--- WHAT YOU ARE ASKED TO DO ---
The line with "sample | (549,693)" starts the range, and the last line of the listing ends it. Retype that range exactly, without pictures.

--- EXTRACTED ENTRIES ---
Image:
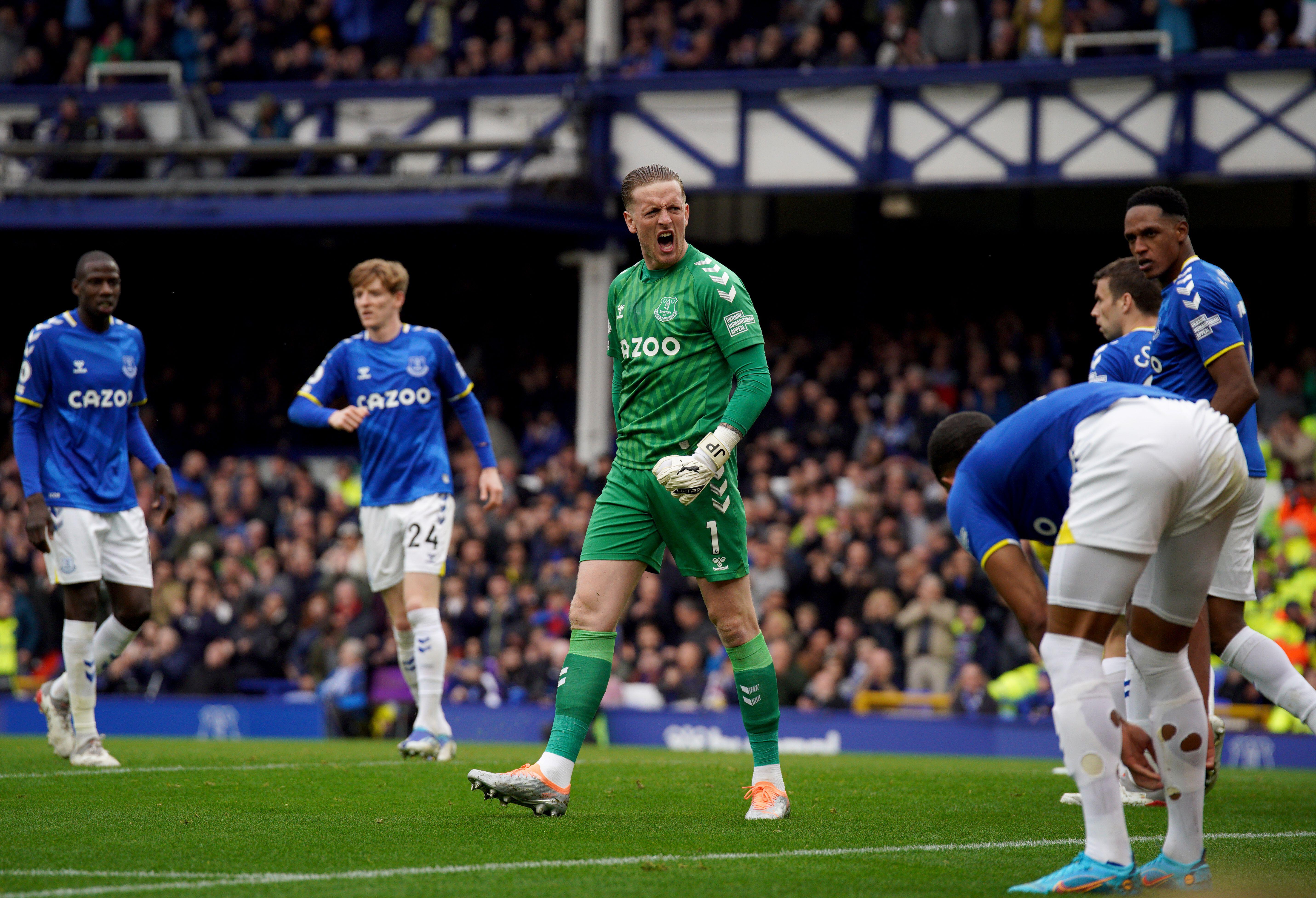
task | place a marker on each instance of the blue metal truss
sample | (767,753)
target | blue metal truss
(591,105)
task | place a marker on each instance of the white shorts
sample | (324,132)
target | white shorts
(1234,577)
(1149,468)
(91,546)
(410,538)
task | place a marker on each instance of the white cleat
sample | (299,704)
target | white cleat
(426,744)
(526,787)
(93,755)
(60,726)
(768,802)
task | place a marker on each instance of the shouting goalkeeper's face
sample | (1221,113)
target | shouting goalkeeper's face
(658,215)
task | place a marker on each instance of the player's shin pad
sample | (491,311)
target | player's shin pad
(581,685)
(685,477)
(756,688)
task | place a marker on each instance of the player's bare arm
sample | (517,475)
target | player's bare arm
(1015,580)
(40,525)
(1236,390)
(491,489)
(166,494)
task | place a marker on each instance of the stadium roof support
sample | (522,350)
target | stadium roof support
(1099,120)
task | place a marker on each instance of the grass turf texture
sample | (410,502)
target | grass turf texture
(347,806)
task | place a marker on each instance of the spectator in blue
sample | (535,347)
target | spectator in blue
(193,45)
(270,124)
(1173,16)
(544,439)
(344,693)
(353,20)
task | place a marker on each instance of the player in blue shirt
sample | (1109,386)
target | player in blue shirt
(1126,310)
(76,423)
(1111,475)
(395,378)
(1203,351)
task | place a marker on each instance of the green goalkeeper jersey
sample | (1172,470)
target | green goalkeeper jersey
(672,331)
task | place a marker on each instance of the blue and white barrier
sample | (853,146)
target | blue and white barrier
(803,733)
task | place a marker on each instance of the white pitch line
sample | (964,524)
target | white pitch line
(191,880)
(181,768)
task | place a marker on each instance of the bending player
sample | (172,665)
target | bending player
(393,376)
(1203,351)
(681,326)
(1116,473)
(74,427)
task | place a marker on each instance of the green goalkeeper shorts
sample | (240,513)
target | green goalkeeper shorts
(636,517)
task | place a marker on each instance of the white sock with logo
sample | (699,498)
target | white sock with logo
(1181,731)
(81,667)
(1090,741)
(406,642)
(111,639)
(1265,664)
(769,772)
(1114,672)
(431,669)
(557,769)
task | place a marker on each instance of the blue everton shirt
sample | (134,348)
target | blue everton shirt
(78,386)
(1124,360)
(1014,485)
(1202,319)
(402,384)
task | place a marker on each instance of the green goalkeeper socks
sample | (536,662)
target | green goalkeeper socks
(756,686)
(581,686)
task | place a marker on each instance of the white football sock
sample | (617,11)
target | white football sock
(769,772)
(81,667)
(1265,664)
(406,641)
(557,769)
(431,668)
(1181,730)
(1090,741)
(111,639)
(1114,672)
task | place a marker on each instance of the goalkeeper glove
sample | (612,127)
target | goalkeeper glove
(685,477)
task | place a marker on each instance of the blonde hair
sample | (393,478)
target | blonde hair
(391,275)
(645,176)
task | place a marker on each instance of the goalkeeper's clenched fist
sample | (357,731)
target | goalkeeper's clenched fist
(686,476)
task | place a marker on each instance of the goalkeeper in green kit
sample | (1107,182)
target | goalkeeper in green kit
(681,328)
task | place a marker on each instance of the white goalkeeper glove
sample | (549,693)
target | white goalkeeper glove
(685,477)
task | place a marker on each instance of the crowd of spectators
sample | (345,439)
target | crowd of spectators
(54,41)
(860,588)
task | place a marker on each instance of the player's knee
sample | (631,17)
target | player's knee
(1224,621)
(738,627)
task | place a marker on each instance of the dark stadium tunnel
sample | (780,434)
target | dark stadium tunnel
(240,311)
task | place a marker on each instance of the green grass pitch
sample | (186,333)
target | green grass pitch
(224,816)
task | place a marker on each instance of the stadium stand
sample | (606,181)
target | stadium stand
(428,40)
(864,597)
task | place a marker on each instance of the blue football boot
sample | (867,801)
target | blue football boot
(1086,875)
(1164,874)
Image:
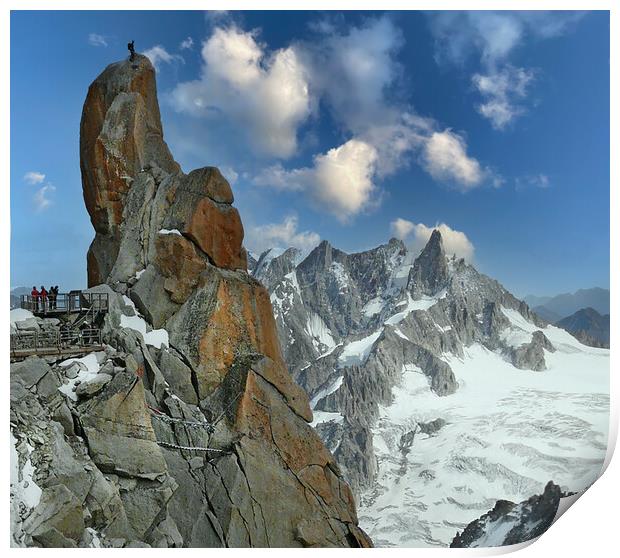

--- ANSWER BELOW ---
sample | (549,693)
target | white goalkeeper glove
(685,477)
task | place a marker on each instance of the crowd of spectators
sample | (345,439)
target | crowd of spectators
(54,41)
(860,588)
task | place a marker on each instance of the player's knee
sample | (631,17)
target | player's knee
(1224,621)
(738,627)
task | place a marker on each instance of the dark stadium tunnel
sample | (780,434)
target | dark stadium tunnel
(240,311)
task | place a marker on each instance of the green grass pitch
sample | (186,333)
target | green grass pitch
(224,816)
task | place a marker on each instance of the stadium stand
sample | (606,181)
target | stadium stand
(428,40)
(864,597)
task | place a marker on each instance of the blue football boot
sample | (867,801)
target | blue football boot
(1086,875)
(1164,874)
Image:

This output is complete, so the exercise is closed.